EXERCISE |
Set down all of the entries word for word, omitting the images they contain.

====

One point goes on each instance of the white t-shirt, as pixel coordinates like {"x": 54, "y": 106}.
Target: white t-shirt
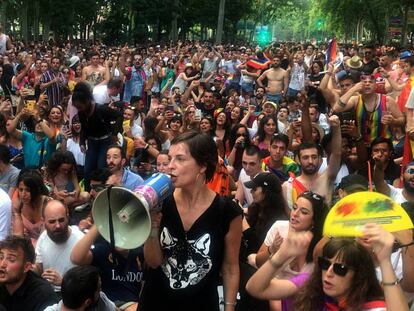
{"x": 410, "y": 100}
{"x": 243, "y": 177}
{"x": 282, "y": 227}
{"x": 57, "y": 256}
{"x": 74, "y": 147}
{"x": 101, "y": 96}
{"x": 5, "y": 214}
{"x": 343, "y": 171}
{"x": 396, "y": 195}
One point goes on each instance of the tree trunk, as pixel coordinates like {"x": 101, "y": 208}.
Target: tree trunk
{"x": 220, "y": 21}
{"x": 405, "y": 24}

====

TASK ANSWER |
One point goes on each instance of the white t-shirt, as pixel coordinates like {"x": 54, "y": 106}.
Target: white t-shirt
{"x": 410, "y": 100}
{"x": 243, "y": 177}
{"x": 282, "y": 227}
{"x": 57, "y": 256}
{"x": 74, "y": 147}
{"x": 101, "y": 96}
{"x": 5, "y": 214}
{"x": 343, "y": 171}
{"x": 396, "y": 195}
One point goes on each instance of the tree trunk, as pixel coordinates like {"x": 101, "y": 208}.
Target: tree trunk
{"x": 220, "y": 21}
{"x": 405, "y": 24}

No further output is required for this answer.